___ DOCUMENT EXCERPT

In order to prevent reliance on feedback and to optimize learning, we made use of a fading feedback schedule (Winstein and Schmidt, 1990; Kovacs and Shea, 2011, Figure 3B). The feedback schedule was identical to the one used in Pauwels et al. (2014). For a more detailed description of the fading feedback schedule, see Supplementary Material. In order to see how performance without visual guidance evolved in both practice groups, i.e., where the subjects had to produce movements primarily based on an internal representation of the movement pattern instead of having the opportunity to make online corrections based on external visual information, only trials without concurrent visual feedback (65% of 432 trials), i.e., atFB and NFB, were used for analyses of acquisition phase data. For baseline and retention tests, only NFB trials were presented to subjects in order to prevent learning during these tests from online visual feedback or after trial feedback.

Baseline

To assess baseline performance, i.e., without prior practice of the to-be-trained trial types, subjects had to perform 12 NFB trials, i.e., two trials per trial type. Frequency ratios during baseline were presented in a blocked manner; however, this was counterbalanced across subjects (cfr. six different practice orders used in acquisition phase).

______

→ REQUIREMENT 1
According to the methods excerpt, how many NFB trials did subjects perform to assess baseline performance?
→ REQUIREMENT 2
Quote the methods excerpt from "To assess baseline" to "in acquisition phase).".

___ RECORD EXCERPTS

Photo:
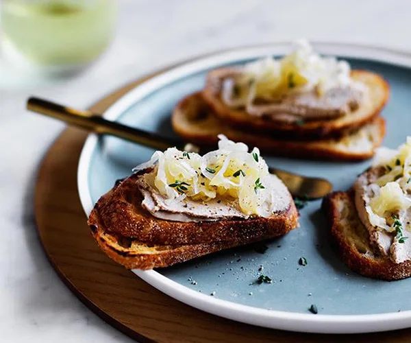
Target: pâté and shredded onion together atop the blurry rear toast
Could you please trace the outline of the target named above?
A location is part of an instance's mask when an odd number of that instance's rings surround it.
[[[367,101],[367,88],[351,78],[349,63],[320,56],[306,40],[280,59],[216,69],[209,85],[228,108],[285,123],[336,119]]]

______

→ TASK RESULT 1
Subjects performed 12 NFB trials, two per trial type.

→ TASK RESULT 2
To assess baseline performance, i.e., without prior practice of the to-be-trained trial types, subjects had to perform 12 NFB trials, i.e., two trials per trial type. Frequency ratios during baseline were presented in a blocked manner; however, this was counterbalanced across subjects (cfr. six different practice orders used in acquisition phase).